(Records excerpted from a collection)
"""
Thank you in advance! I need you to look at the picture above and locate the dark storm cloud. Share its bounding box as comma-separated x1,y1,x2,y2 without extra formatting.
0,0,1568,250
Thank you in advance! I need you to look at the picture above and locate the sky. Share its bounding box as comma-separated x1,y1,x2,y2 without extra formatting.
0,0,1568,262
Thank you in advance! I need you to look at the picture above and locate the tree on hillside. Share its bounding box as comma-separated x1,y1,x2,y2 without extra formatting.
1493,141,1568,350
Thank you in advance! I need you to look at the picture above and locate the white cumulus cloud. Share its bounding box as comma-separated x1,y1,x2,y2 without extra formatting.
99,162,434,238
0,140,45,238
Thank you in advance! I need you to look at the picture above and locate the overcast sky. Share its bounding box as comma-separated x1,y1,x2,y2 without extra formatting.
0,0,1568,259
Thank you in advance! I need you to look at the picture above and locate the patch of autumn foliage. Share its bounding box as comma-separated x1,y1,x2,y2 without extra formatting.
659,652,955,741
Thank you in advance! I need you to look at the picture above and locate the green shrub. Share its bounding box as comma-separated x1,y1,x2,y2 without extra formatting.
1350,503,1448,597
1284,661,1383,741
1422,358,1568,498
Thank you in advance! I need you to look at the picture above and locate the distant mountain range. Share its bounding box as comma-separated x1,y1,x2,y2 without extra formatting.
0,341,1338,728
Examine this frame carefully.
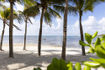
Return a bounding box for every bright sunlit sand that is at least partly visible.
[0,44,97,70]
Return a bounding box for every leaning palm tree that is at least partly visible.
[62,0,68,60]
[19,2,40,50]
[0,8,20,51]
[54,0,76,60]
[29,0,61,56]
[72,0,103,56]
[1,0,34,58]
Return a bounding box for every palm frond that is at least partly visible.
[44,11,52,24]
[23,6,40,17]
[48,8,61,18]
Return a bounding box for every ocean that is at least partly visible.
[3,36,80,47]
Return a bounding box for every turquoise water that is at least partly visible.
[1,36,80,47]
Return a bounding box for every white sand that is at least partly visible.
[0,45,102,70]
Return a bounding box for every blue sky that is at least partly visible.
[0,3,105,36]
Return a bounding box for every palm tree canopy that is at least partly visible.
[24,0,61,23]
[71,0,104,12]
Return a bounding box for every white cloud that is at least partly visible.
[70,16,105,35]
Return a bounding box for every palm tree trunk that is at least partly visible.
[23,19,27,50]
[9,0,14,58]
[79,12,86,56]
[38,8,44,56]
[0,20,5,51]
[61,0,68,60]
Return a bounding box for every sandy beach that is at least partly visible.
[0,44,102,70]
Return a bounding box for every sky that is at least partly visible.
[0,3,105,36]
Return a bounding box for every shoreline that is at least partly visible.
[0,45,96,70]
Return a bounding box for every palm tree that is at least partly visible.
[1,0,34,58]
[62,0,68,60]
[0,8,20,51]
[54,0,76,60]
[30,0,61,56]
[72,0,103,56]
[19,3,40,50]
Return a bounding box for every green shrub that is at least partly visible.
[79,32,105,68]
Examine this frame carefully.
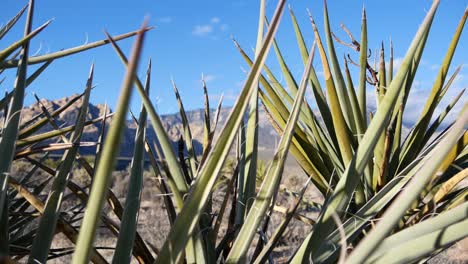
"""
Objective:
Rewrite the entire listing, replacing every "bounding box" with "enclosing rectangle" and changing nothing else. Leave the pictures out.

Answer:
Thank you in advance! I need you to look at the picture above and locate the dark storm cloud. Share its enclosing rectangle as comma-separated x1,y1,x2,y2 without extra formatting.
0,0,1568,250
Thank you in advance! I need you to look at the picture above and locate the sky. Share its enclosing rectangle as comma-separated x1,y1,x2,y2 without extra formatting.
0,0,1568,262
Thank you in advance! I need you to look at the picture above and locate the tree on hillside. Share its enclosing rectangle as comma-separated x1,y1,x2,y2 without extra formatting.
1493,141,1568,350
Thank you in advance! I need you to look at the picture above and locate the white cumulus cloud. Share its enclosing rectangle as comma-separated x1,y1,x2,y2 without extra formatting.
99,162,434,238
0,140,45,238
Thank you in advance! I need you to look at the picture above and locate the overcast sky. Share its enclosing rectangle as comma-separated x1,y1,x2,y2 without extra formatting.
0,0,1568,259
Thank you in advance! I need you to look at the picture above and locate the patch of autumn foliage. Share its enclosing rectangle as comma-separated x1,y1,x2,y2 without extra formatting.
659,652,955,741
Thank you in advance! I need you to look at the picture above and locate the green shrub. Share its enclosing rectangle as comma-separated x1,y1,x2,y2 without extra formatting.
1350,503,1448,597
1284,661,1383,741
1422,358,1568,498
Thank you in advance! I need you to look at the picture above and locate the distant mountain range. Share its enclosing rectangle as comma-separated x1,y1,x2,y2 without extra formatting.
0,341,1338,728
Examine this frame carefully.
Return a enclosing rectangle for every bright sunlit sand that is at least partly visible.
[0,44,97,70]
Return a enclosing rectangle for every leaning palm tree that is at least partly visible.
[62,0,68,60]
[19,2,40,50]
[0,8,20,51]
[54,0,76,60]
[29,0,61,56]
[72,0,103,56]
[1,0,34,58]
Return a enclosing rectangle for every palm frond that is at least partly visible.
[44,11,52,24]
[23,6,40,17]
[48,8,61,18]
Return a enclosing rectangle for every ocean that is at least partly visible.
[3,36,80,47]
Return a enclosing rectangle for every turquoise water that is at least partly visible.
[1,36,80,47]
Return a enclosing rectangle for every white sand that is at least partly visible.
[0,45,102,70]
Return a enclosing rectangle for every blue sky that is at least partly visible.
[0,3,105,36]
Return a enclosing rectangle for every palm tree canopy that is at least partly visible.
[24,0,61,23]
[71,0,104,12]
Return a enclosing rectangle for every white cloud that is at least partly visible.
[70,16,105,35]
Return a enclosing rectangle for every palm tree trunk that is at least partly visible.
[23,19,27,50]
[9,0,14,58]
[79,12,86,56]
[38,8,44,56]
[0,20,5,51]
[61,0,68,60]
Return a enclosing rectangle for every sandy beach that is at least partly visible.
[0,44,102,70]
Return a enclosing rectangle for every sky that is at least partly visible.
[0,3,105,36]
Return a enclosing rectangle for every shoreline that is at least partly visible.
[0,45,96,70]
Return a enclosing rectangle for every palm tree that is at least partly visible.
[1,0,34,58]
[62,0,68,60]
[0,8,20,51]
[54,0,76,60]
[30,0,61,56]
[72,0,103,56]
[19,3,40,50]
Return a enclosing rectangle for every green shrub that is at least partly visible.
[79,32,105,68]
Examine this frame carefully.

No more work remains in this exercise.